What is being asked = Search the data for the word "bowl" and copy every line that contains it.

** Data for the task follows **

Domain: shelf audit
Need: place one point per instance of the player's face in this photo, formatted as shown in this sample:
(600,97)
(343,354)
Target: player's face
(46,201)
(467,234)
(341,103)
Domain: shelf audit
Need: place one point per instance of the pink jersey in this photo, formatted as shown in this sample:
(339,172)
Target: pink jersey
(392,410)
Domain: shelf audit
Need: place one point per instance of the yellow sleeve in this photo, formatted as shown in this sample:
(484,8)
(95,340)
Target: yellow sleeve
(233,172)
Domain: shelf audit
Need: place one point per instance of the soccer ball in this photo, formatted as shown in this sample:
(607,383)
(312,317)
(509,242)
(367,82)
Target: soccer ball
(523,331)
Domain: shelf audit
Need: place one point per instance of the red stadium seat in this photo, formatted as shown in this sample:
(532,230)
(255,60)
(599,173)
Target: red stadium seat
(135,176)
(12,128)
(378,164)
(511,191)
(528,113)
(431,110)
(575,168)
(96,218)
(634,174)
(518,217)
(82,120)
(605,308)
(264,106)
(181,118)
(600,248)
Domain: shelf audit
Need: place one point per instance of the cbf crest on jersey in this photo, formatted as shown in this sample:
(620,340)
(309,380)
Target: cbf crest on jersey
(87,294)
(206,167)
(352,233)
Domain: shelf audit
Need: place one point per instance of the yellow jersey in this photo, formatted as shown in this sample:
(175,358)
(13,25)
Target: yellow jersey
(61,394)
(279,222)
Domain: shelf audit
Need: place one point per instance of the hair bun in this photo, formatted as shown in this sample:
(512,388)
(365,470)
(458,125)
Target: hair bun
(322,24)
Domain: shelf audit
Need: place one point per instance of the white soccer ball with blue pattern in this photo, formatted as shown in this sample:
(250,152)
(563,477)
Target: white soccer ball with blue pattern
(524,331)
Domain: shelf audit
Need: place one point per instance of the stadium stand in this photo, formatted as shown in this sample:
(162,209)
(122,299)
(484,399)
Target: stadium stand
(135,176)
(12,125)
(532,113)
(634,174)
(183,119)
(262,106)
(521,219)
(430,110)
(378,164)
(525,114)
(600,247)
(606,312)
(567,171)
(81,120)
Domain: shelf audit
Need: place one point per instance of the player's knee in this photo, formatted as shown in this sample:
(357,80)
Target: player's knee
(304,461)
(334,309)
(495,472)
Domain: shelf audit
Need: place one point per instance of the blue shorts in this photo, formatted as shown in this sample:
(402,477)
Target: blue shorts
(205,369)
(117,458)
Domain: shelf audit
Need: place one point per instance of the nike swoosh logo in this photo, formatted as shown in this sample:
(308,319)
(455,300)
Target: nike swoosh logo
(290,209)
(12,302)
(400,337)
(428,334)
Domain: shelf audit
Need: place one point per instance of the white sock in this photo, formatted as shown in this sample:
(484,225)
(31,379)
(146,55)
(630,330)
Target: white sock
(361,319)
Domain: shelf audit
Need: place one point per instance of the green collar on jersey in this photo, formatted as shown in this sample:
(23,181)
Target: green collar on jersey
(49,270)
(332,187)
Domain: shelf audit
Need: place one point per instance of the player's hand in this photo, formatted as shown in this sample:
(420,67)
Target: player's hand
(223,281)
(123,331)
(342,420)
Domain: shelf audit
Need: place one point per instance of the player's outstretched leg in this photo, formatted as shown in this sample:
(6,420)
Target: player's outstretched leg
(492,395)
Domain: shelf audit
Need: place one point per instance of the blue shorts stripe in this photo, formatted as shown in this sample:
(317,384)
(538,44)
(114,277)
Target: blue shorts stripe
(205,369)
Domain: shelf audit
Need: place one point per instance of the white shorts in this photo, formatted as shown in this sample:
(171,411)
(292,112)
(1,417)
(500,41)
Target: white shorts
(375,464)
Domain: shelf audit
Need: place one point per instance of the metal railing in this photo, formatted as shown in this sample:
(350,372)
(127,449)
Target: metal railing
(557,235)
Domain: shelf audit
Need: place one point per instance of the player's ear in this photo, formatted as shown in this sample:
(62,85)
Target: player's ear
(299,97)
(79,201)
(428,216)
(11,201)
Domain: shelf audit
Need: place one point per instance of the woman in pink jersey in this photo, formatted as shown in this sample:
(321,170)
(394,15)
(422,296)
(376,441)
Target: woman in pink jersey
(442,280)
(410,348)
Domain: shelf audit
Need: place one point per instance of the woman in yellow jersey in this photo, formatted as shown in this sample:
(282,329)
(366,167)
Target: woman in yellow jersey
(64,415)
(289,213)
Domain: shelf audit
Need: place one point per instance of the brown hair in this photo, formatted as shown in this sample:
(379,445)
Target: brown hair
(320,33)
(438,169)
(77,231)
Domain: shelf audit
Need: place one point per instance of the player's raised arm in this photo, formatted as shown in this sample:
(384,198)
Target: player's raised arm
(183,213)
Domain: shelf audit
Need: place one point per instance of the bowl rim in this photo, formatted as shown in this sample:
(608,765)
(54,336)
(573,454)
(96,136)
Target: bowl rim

** End of Data for the task **

Your solution =
Need: place one point per instance of the bowl rim in this photo, formatted as shown in this sample:
Target: bowl rim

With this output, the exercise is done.